PROVIDED PASSAGE:
□ □ □
Review || The Menzingers - "From Exile"


In the midst of a global pandemic period and straight out of a lengthy quarantine, The Menzingers, will release “From Exile” on Epitaph Records on September 25
th of 2020.

It was exactly a year ago when I was gearing up to review The Menzingers’ sixth studio album -now ironically- titled “Hello Exile”. I praised the hell out of the record, saying it was amazingly fresh, relevant and, as always, addictive and I was feeling relieved that one of my all-time favourite bands were delivering -fantastic I called it- music even after a good decade in the punk rock genre. I kept listening for months and the band did what they do best, venturing on a world tour of promoting that record, when suddenly, as we now know, the pandemic hit while on a trip for them in Australia and all known plans were cut short. Being quarantined at home they decided to stay creative and as active as possible knowing well, that live shows weren’t going to be a reality for at least another year and realising, that sadly the newly released “Hello Exile” LP was not going to get the live treatment it deserved. While residing in different locations, the band re-composes, re-writes and generally “re-approaches” every single song on Hello Exile, basically re-recording everything from scrap, making a Pop Americana/Country /full-band-acoustic version of the record. Different touches here and there, like new paragraphs of lyrics or different chord progressions and melodic patterns, as well as various instruments they’d never used before, slapped together from afar, mixed and mastered again by Will Yip, form “From Exile”, the sort-of-a-new record for The Menzingers.
□ □ □
Point localization data

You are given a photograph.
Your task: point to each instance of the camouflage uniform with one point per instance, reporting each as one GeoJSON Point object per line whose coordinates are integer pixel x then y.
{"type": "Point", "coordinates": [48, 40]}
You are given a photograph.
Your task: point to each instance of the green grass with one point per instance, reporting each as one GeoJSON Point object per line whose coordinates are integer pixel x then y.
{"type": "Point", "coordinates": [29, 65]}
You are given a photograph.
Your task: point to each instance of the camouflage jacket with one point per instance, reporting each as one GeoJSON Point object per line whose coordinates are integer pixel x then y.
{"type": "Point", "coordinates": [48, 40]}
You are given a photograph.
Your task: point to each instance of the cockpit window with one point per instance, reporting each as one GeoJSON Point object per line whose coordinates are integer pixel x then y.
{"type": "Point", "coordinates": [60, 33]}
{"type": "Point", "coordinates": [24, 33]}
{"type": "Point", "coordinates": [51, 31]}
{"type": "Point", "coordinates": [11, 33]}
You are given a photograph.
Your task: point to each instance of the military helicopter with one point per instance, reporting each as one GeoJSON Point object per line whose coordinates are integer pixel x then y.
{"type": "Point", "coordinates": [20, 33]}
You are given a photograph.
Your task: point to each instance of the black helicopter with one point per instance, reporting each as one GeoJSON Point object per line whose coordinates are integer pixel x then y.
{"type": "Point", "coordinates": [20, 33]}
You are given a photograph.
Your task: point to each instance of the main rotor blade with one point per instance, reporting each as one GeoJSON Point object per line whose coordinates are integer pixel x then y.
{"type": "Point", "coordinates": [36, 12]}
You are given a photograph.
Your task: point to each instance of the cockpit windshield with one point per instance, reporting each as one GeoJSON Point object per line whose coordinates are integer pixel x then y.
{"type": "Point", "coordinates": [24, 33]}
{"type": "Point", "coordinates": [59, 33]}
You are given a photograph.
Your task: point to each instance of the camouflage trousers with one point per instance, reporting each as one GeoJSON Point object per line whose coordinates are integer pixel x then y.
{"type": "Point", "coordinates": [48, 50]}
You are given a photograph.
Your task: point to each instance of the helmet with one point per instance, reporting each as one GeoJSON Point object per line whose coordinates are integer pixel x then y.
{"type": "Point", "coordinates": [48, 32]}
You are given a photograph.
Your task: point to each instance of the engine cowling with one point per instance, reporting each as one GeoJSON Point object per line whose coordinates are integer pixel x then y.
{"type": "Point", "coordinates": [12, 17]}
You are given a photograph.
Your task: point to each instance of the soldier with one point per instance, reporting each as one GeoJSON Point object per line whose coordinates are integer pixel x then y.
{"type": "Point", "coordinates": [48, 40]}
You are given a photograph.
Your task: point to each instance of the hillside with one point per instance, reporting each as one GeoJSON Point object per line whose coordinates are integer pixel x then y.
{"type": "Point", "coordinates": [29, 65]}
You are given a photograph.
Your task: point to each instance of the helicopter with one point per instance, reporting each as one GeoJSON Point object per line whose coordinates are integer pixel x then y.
□ □ □
PROBLEMS TO WORK ON:
A: In the review of "From Exile," why did the band choose to stay creative and active while quarantined? Answer in one to three sentences.
B: Pick up the review of "From Exile" after its final sentence and continue it.

ANSWERS FOR EACH ITEM:
A: The band knew that live shows would not be possible for at least another year. They also realized that the newly released "Hello Exile" would not get the live treatment it deserved.

B:
Here’s the thing; I absolutely adore The Menzingers, I am a HUGE fan of literally all of their releases and, as mentioned, I gave “Hello Exile” a glaring 10/10 review, BUT “From Exile” isn’t working for me. I totally respect and understand the will to keep a great record released 12 months ago relevant, to be creative in such desperately difficult times and to offer new-ish ideas and formulas to older-ish songs but almost nothing about this release is making me excited to go back to it again and again. It’s definitely one of those cases where astute personal preference plays a huge part in liking something, but Americana-based acoustic releases are far from my cup of tea and it doesn’t exactly help that I have listened to these songs close to a thousand times in their natural full rock on habitat which is “Hello Exile”. I don’t really see almost anything fresh about the approach in “re-composing” the songs and the better songs on “Hello Exile” like "America (You’re Freaking Me Out)", "Last to Know", "Strangers Forever", "Strawberry Mansion" and "London Drugs" still sound pretty good on “From Exile” as well, but, for me, nothing beats the original and that’s probably why the word original exists. Again, in my personal opinion, I think it would have been much more interesting, albeit extremely difficult under these damned circumstances, to try new material, even recorded acoustically. Yes, the lyrics are great, the vocal deliverance is impervious, the production is top notch but the songs aren’t really anything new to the ear, just something to listen to maybe a few times and put to rest. Ouch, I know!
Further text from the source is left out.